- _DATA FOR THIS TASK_:
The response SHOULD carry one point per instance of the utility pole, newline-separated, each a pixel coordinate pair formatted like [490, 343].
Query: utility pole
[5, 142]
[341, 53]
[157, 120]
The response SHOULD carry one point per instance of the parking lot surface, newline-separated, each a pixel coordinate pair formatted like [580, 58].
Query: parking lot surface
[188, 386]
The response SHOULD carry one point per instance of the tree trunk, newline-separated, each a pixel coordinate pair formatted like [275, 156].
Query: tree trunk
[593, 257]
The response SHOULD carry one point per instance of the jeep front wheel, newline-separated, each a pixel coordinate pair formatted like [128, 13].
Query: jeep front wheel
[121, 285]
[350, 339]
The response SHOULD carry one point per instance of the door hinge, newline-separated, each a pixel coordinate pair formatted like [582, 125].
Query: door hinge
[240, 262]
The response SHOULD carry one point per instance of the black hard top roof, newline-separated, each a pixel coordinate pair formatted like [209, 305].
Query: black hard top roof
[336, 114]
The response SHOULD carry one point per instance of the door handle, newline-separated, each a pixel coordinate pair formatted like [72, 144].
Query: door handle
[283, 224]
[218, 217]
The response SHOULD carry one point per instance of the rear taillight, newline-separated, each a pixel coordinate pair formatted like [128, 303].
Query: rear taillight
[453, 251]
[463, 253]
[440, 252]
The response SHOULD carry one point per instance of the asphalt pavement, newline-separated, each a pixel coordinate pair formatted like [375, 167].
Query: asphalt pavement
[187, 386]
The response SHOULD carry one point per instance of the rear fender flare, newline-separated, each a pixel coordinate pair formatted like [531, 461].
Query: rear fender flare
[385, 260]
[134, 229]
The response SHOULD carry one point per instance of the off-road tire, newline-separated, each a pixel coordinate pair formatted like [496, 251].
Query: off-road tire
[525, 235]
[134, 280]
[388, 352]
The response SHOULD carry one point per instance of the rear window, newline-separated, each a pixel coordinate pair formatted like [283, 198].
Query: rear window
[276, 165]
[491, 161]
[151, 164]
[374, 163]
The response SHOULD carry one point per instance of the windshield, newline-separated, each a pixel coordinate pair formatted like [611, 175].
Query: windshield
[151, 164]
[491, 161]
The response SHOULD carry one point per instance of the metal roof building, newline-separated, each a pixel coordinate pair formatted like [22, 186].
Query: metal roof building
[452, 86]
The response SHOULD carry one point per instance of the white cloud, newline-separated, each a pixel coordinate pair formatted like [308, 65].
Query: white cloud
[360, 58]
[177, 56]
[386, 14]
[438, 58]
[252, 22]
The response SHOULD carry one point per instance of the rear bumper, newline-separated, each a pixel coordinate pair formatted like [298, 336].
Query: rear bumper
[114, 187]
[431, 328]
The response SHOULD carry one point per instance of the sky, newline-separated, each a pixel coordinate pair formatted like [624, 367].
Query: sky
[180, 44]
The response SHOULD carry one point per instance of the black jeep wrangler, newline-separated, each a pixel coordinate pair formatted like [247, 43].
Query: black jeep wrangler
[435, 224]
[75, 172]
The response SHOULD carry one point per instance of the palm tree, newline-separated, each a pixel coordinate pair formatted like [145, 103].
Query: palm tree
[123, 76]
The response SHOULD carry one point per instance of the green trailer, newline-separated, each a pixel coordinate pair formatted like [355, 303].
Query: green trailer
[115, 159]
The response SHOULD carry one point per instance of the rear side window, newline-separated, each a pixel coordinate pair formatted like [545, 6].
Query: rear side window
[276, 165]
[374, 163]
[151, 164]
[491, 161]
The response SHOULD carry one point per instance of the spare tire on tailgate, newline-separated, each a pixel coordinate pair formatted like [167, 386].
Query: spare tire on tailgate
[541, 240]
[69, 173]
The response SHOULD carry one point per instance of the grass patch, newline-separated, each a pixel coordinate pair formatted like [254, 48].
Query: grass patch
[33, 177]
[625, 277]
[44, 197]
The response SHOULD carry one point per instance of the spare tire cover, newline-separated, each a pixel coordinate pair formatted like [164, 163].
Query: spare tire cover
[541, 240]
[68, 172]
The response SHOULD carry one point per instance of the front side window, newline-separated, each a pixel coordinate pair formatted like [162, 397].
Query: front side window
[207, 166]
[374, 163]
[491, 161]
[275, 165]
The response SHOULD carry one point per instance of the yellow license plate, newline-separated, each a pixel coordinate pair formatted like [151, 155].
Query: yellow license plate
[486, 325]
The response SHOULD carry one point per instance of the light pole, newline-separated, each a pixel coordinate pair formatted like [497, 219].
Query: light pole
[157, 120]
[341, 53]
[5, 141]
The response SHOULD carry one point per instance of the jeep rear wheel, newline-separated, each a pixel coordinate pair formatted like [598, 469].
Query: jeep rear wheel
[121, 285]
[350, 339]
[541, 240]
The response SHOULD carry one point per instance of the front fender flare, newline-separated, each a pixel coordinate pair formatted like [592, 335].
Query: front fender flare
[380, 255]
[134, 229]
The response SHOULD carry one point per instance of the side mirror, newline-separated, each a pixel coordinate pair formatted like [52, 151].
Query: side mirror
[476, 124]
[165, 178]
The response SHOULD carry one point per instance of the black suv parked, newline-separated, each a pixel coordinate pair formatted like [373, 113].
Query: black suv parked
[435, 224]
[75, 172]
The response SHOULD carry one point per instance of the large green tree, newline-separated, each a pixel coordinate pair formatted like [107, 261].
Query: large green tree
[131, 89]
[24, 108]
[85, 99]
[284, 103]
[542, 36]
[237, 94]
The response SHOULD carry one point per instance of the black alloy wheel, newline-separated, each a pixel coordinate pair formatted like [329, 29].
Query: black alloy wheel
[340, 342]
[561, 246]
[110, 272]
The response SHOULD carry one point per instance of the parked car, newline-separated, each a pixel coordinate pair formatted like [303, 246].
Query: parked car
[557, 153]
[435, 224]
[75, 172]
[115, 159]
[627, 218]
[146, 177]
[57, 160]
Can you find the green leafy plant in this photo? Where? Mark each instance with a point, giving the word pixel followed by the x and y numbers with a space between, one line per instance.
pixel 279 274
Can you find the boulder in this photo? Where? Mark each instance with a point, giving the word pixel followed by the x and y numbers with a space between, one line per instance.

==

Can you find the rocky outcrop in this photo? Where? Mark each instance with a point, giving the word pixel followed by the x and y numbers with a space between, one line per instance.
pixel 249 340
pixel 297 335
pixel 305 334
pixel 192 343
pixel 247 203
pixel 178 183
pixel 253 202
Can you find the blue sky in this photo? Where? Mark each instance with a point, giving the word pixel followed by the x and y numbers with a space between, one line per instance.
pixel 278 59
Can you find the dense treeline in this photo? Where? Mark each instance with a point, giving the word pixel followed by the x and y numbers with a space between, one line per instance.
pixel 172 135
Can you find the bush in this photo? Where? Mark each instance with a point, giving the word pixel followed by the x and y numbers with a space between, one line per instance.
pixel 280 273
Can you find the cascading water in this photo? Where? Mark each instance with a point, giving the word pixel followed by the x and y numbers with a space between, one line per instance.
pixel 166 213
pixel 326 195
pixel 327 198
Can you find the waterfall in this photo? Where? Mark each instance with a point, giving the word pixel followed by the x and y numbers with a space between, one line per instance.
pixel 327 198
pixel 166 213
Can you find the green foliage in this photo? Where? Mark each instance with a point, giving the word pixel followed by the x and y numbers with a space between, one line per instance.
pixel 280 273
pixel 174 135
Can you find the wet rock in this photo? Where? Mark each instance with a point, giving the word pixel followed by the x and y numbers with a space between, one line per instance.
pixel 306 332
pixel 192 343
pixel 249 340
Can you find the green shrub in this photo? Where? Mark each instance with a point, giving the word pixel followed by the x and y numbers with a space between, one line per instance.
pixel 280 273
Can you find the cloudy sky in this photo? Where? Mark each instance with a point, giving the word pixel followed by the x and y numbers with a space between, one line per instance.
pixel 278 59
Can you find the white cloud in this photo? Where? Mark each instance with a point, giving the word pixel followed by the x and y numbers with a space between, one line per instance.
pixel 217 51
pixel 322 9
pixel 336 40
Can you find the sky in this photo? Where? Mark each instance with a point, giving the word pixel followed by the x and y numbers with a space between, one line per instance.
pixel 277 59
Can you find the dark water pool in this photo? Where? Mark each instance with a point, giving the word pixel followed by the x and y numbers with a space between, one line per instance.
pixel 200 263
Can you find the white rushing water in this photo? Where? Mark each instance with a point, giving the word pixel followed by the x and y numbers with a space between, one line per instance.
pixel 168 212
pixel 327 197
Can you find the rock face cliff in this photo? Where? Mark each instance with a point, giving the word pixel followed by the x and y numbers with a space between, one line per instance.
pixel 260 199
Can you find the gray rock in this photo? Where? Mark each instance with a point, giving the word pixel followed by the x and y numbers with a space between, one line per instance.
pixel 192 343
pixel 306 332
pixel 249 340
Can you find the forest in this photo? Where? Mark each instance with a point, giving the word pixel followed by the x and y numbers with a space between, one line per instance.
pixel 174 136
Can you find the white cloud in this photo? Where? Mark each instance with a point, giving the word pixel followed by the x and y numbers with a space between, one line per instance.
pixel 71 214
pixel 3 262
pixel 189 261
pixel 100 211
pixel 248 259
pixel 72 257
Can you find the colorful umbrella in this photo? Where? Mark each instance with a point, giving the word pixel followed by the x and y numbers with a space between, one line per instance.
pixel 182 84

--

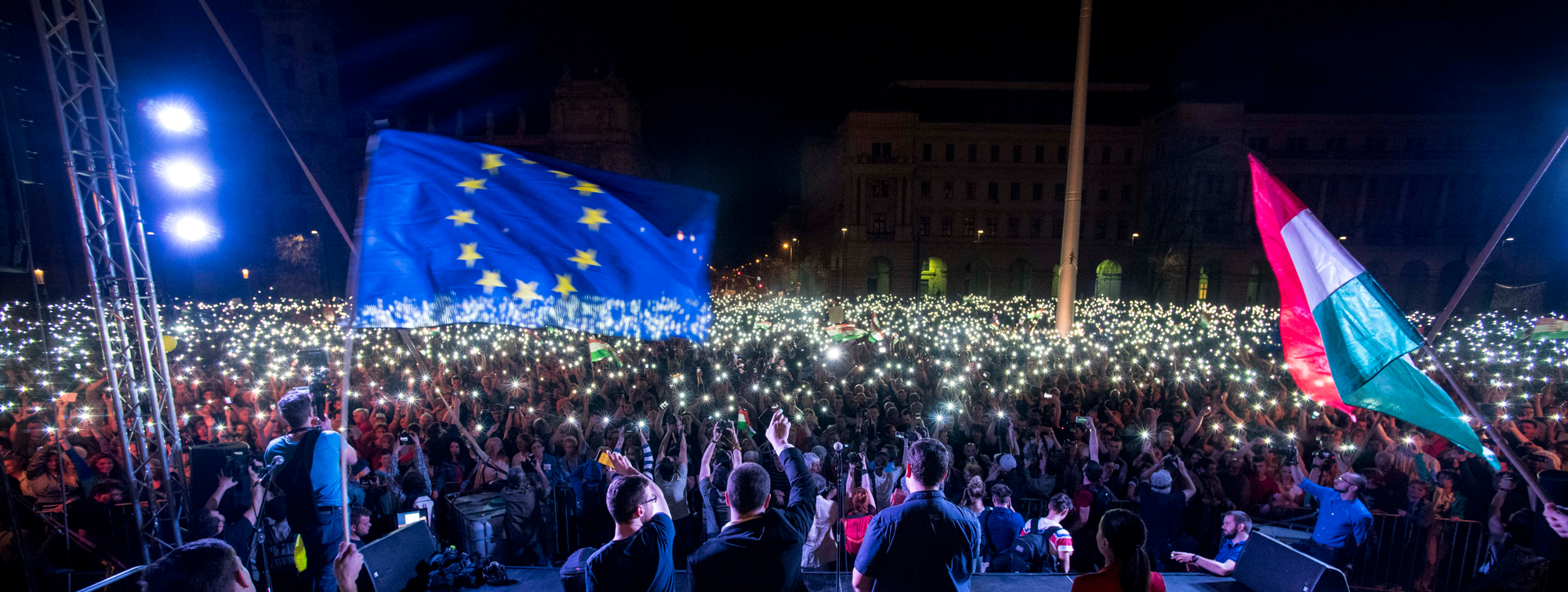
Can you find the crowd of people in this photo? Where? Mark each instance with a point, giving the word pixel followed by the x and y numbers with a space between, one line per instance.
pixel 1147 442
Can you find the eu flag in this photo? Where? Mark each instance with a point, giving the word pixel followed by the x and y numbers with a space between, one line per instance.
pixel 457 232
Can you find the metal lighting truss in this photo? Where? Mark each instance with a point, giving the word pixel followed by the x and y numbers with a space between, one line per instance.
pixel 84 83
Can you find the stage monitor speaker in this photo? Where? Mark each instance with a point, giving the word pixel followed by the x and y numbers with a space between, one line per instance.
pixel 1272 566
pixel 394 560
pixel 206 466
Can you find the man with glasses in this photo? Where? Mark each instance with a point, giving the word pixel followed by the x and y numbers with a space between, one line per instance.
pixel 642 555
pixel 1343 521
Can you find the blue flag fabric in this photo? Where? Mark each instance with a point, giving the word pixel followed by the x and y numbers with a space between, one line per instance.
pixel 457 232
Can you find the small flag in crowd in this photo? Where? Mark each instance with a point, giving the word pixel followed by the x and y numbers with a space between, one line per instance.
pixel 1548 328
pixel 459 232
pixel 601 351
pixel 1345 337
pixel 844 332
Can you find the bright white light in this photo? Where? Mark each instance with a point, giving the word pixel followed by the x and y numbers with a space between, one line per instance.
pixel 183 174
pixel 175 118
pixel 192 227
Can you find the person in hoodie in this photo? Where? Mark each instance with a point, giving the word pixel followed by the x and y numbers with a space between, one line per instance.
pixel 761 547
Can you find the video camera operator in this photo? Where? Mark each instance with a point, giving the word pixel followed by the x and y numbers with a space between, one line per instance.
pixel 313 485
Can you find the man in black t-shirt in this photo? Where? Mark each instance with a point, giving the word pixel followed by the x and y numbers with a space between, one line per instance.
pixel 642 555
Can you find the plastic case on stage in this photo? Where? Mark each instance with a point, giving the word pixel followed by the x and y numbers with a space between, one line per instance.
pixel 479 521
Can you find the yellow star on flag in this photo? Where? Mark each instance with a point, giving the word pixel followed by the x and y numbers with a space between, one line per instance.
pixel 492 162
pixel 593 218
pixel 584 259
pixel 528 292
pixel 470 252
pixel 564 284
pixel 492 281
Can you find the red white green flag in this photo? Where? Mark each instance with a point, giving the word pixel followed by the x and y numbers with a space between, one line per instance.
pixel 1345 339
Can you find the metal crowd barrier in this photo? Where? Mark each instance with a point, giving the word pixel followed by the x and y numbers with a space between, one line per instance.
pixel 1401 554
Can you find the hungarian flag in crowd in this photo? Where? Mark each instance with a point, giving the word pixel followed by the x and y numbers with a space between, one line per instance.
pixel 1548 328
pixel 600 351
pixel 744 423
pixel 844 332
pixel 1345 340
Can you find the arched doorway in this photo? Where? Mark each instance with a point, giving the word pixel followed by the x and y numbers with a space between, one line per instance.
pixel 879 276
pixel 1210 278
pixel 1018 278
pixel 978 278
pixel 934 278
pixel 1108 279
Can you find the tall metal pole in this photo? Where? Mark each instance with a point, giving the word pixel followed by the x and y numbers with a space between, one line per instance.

- _WHAT NEEDS TO BE DONE_:
From the records above, print only the lines between the one holding "The response SHOULD carry one point per instance of the utility" and the one holding "The response SHOULD carry one point per instance of the asphalt", inclusive, exactly as they stand.

- _RESPONSE BOX_:
The response SHOULD carry one point per instance of the utility pole, newline-separated, each a pixel coordinate pair formatted like [490, 343].
Query: utility pole
[5, 142]
[341, 53]
[157, 120]
The response SHOULD carry one point per instance of the parking lot surface, newline-separated, each a pixel coordinate pair formatted like [580, 58].
Query: parking lot surface
[188, 386]
The response SHOULD carry one point per instance of the tree trunk, newline-separated, each a pixel coordinate pair formatted like [275, 156].
Query: tree trunk
[593, 257]
The response SHOULD carry one point per instance of the jeep front wheel, newline-separated, each a pixel coordinate pair formatted like [128, 13].
Query: jeep front wheel
[121, 285]
[350, 339]
The response SHOULD carry one point per instance of the door hinge, newline-separated, each a pixel coordinate pair formatted like [582, 125].
Query: door hinge
[240, 262]
The response SHOULD carry one point per instance of the black hard top roof, newline-separated, each a pixel coordinate pair formatted like [209, 305].
Query: black hard top roof
[336, 114]
The response SHOULD carry one point per instance of the door handle, newline-separated, each a pixel coordinate pair formatted like [72, 144].
Query: door handle
[283, 224]
[218, 217]
The response SHOULD carry one point per instance of the rear taillight, newline-separated, each a pixel coordinate pair formatted like [128, 303].
Query: rear taillight
[453, 251]
[463, 253]
[440, 252]
The response SHOULD carry one point per instance of the asphalt pavement, newline-separated, each a pixel coordinate pair formatted like [375, 167].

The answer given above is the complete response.